What you are asked to do: List every percentage figure that appears in the article about the teamaker Lancang, and give what each one measures.

Lancang’s sales are increasing fast, but its earnings growth is hampered by high costs and falling margins

Key Takeaways:

  • Lancang has filed for an IPO in Hong Kong after pulling the plug on a plan to go public on the mainland
  • The company’s revenue increased some 38% last year but its net profit grew less than 5%

By Lau Ming

It’s no secret that the Chinese love tea. Yet it remains to be seen whether the national affection will translate into a flavorful valuation for teamaker Pu’er Lancang Ancient Tea Co. Ltd. when it goes public in Hong Kong.

The company, the second biggest maker of pu’er tea in China, is working on an IPO in Hong Kong to join a short list of publicly traded Chinese tea companies, according to a filing to the city’s stock exchange at the end of last month. This marks a pivot from its original plan to go public on the mainland two years ago, which it scrapped after authorities took issue with ownership changes and supply chain risks.

Being a major teamaker in China is no small matter, given that the country has a tea market worth more than $40 billion in terms of sales value. On top of that, pu’er, which Lancang specializes in as its name indicates, is the most popular type of tea, touted as “the drinkable antique.”  

And as big as it is already, the market is continuing to grow. Frost & Sullivan projects that the industry’s revenue will increase at a compound annual growth rate of 6% from 2021 to 2026. What’s even more promising for Lancang is that sales of pu’er tea are expected to grow faster, at a double-digit rate.

Records shown:
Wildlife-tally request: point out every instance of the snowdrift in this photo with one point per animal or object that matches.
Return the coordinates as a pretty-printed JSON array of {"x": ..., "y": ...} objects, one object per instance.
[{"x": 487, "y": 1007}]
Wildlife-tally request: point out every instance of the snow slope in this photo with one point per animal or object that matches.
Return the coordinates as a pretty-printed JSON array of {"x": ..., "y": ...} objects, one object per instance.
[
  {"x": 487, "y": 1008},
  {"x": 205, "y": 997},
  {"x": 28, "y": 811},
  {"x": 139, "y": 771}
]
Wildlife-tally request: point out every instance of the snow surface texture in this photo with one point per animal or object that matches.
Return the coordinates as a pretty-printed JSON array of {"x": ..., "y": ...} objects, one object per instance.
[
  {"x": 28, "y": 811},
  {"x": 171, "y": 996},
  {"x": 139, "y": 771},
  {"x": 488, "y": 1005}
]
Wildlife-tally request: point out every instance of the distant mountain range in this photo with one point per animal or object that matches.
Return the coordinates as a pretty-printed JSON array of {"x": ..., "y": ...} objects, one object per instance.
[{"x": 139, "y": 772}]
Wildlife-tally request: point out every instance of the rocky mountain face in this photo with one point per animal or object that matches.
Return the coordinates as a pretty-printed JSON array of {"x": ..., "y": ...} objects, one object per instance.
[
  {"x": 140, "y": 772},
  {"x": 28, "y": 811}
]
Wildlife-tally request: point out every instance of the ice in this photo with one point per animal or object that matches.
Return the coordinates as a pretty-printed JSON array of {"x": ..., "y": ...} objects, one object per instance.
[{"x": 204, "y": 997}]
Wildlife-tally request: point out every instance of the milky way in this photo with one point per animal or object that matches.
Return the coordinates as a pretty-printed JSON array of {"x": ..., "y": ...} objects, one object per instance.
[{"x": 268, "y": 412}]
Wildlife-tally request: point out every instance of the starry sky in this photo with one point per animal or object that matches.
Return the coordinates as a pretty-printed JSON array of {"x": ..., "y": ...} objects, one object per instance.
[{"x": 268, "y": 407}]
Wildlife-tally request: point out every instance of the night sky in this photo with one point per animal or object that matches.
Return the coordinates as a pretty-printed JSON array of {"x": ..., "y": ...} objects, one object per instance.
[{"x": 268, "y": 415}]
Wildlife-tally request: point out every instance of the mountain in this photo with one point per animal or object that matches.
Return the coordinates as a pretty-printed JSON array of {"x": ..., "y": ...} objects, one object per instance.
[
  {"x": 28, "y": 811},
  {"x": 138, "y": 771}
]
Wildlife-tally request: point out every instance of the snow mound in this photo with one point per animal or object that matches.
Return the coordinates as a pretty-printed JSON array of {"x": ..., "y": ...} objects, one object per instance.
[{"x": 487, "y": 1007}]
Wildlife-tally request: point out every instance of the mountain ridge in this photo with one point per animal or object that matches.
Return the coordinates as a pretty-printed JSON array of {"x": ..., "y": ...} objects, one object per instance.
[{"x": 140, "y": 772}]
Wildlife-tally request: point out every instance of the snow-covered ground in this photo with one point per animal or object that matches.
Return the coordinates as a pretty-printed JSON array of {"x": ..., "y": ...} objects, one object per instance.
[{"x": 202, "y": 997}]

Reply to the task:
- Some 38%: the increase in the company's revenue last year
- Less than 5%: the growth in the company's net profit last year
- 6%: the compound annual growth rate at which Frost & Sullivan projects the industry's revenue will increase from 2021 to 2026